Reading passage Start Marker

The Ay-Khanoum plaque is an ancient Greco-Bactrian disk discovered at the archaeological site of Ay-Khanoum in Takhar Province, Afghanistan. This Hellenistic city served as a military and economic center for the rulers of the Greco-Bactrian Kingdom until its destruction c. 145 BC. Rediscovered in 1961, the ruins of the city were excavated by the French Archaeological Delegation in Afghanistan (DAFA) until an outbreak of conflict in Afghanistan during the late 1970s. Among the structures excavated by the archaeologists was a sanctuary called the 'Temple of Indented Niches', (French: "temple à niches indentées"; alternatively "temple à redans", meaning 'Stepped Temple') in which the disk was found. The disk is held in the collection of the National Museum of Afghanistan in Kabul.

This disk, depicting the Greek goddess Nike driving a chariot drawn by lions and accompanied by the Greek goddess Cybele, was described as "remarkable" by the Metropolitan Museum of Art on account of its "hybrid Greek and Oriental imagery". Made of silver, the disk combines components of Greek culture, such as the chlamys all the deities wear, with Oriental design motifs such as the fixed pose of the figures and the crescent moon. It has been described as "the most important work [of] the Greco-Oriental style".

Reading passage End Marker
Information Start Marker

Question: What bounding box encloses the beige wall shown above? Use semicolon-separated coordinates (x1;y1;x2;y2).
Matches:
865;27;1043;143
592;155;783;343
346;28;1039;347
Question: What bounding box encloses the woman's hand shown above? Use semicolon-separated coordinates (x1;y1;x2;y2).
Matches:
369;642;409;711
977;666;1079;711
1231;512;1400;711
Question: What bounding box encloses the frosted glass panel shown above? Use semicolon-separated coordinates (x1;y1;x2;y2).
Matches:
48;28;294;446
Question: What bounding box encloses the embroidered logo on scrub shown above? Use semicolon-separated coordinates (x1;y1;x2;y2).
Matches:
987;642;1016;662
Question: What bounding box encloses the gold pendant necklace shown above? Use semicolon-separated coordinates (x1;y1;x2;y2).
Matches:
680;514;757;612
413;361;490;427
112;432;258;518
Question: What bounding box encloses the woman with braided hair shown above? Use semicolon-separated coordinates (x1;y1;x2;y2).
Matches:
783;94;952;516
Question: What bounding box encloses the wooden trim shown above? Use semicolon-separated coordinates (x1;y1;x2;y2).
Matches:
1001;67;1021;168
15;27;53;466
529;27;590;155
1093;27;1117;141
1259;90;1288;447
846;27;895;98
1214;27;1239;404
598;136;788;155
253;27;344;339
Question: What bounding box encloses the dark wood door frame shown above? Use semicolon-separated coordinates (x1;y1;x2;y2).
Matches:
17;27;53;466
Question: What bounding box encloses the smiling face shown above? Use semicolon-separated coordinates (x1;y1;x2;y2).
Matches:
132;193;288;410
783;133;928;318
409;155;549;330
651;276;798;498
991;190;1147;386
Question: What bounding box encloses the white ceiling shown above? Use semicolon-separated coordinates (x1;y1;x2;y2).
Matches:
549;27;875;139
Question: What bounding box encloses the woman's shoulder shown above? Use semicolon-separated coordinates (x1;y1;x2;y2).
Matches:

Information End Marker
Information Start Marker

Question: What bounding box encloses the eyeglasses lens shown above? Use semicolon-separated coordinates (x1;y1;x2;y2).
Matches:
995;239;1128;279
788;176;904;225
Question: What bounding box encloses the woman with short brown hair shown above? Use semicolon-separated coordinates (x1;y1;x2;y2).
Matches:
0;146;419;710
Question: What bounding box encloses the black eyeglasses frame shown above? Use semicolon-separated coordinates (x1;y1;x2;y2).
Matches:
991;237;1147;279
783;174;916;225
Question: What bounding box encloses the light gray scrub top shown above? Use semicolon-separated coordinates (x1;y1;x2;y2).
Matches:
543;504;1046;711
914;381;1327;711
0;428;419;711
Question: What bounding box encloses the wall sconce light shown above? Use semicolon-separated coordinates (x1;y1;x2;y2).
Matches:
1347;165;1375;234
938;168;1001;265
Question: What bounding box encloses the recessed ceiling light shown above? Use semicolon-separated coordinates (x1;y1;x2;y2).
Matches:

Information End Marker

Prompt A ->
Answer these questions from the passage on the Ay-Khanoum plaque, one per line:
(i) Which organization excavated the ruins of the city?
(ii) In which structure was the disk found?
(iii) What material is the disk made of?
Prompt B -> Continue the passage on the Ay-Khanoum plaque from its last sentence.
The lines are separate material with no connection to the passage on the Ay-Khanoum plaque.

Answer section A ->
(i) The French Archaeological Delegation in Afghanistan (DAFA)
(ii) The Temple of Indented Niches
(iii) Silver

Answer section B ->
== Details ==
The disk was excavated from one of the southern storage rooms of the Temple of Indented Niches during the 1969 DAFA excavation campaign. It had been hidden between the bases of two large jars against a wall. It is made of silver, and engraved with gold details: a figure normally identified as the Greek deity Cybele traverses a rocky landscape in a chariot pulled by lions and guided by a winged goddess of Victory; meanwhile, one priest holds a parasol over Cybele, while another burns incense upon a stepped Oriental altar towards which the chariot travels. Above these figures are shown the Sun as Helios, the Moon, and a star.

The disk has been attested as an example of a blended Hellenistic and Oriental artistic style. DAFA's lead archaeologist Paul Bernard noted that the iconographic elements—the representations of Victory and Helios, and the robes of the goddesses—were predominantly Greek in origin. However, the image displays no sense of perspective, with the characters displayed either in profile or head-on, which derives from Oriental tradition. However, some aspects of the disk have been disputed, especially with regard to what it shows about Ai-Khanoum's religion. Claude Rapin believed that the disk in fact showed the Egyptian goddess Isis, not a Victory, while Henri-Paul Francfort theorised that the disk displayed an actual religious event in the city.